== PROVIDED DATA ==
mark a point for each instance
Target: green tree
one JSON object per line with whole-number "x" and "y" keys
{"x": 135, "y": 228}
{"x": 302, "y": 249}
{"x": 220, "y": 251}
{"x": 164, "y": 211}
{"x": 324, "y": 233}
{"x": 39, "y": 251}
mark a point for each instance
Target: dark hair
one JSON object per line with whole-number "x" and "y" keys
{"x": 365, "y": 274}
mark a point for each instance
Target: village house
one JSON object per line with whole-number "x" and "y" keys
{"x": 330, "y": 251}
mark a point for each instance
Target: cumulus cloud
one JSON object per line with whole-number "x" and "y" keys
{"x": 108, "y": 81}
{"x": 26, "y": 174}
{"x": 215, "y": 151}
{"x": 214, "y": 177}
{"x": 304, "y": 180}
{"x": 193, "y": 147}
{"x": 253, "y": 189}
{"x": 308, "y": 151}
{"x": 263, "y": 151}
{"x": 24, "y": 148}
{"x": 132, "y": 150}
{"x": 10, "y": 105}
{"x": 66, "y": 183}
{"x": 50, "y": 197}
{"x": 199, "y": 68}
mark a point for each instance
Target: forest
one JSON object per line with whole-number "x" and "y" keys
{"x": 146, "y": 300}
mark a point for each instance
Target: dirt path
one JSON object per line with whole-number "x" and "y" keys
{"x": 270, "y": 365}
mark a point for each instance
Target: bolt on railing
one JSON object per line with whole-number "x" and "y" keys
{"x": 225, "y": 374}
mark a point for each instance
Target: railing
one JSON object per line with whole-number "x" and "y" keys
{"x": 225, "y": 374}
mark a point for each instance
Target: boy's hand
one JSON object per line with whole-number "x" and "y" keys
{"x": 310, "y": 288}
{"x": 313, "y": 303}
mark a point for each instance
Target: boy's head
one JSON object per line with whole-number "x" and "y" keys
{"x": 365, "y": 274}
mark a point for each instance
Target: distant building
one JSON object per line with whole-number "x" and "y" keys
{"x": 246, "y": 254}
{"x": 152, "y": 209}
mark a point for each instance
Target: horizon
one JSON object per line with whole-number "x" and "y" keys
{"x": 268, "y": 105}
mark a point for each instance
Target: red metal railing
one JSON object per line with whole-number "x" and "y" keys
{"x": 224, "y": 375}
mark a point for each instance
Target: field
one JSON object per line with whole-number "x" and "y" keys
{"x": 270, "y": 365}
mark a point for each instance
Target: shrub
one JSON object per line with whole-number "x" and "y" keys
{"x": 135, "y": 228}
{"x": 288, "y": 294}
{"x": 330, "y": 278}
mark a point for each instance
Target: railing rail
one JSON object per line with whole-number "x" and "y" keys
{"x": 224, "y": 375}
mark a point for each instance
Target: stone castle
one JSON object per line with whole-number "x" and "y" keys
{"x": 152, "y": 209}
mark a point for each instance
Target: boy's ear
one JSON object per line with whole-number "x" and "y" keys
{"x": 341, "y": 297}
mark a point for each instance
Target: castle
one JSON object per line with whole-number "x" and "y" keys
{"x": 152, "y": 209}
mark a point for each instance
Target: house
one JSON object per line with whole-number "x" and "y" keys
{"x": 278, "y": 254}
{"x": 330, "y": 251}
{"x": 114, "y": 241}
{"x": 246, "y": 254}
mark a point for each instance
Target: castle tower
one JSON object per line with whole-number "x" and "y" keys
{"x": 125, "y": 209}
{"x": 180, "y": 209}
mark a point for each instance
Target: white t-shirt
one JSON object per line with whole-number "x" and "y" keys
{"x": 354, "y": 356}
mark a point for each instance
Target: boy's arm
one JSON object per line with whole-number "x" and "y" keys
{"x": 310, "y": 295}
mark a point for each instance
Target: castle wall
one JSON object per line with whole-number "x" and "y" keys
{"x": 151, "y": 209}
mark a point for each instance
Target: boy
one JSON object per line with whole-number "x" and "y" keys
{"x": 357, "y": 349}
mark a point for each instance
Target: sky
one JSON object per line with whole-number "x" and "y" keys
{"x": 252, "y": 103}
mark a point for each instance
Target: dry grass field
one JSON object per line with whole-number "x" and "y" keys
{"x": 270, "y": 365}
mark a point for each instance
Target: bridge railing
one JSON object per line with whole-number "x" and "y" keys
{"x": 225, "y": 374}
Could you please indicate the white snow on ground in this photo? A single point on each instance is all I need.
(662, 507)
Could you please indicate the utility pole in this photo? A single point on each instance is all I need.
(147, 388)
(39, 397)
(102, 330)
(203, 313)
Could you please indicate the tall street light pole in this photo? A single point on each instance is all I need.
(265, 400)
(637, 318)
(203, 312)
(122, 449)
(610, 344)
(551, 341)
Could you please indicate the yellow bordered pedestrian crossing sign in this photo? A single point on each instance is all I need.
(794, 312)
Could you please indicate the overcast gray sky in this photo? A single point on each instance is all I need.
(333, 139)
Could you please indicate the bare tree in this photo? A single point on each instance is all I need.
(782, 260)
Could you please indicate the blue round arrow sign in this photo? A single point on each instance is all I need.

== TRY IT ==
Show all lines from the data above in which the word "field" appears.

== OUTPUT BELOW ==
Target: field
Target: dry grass field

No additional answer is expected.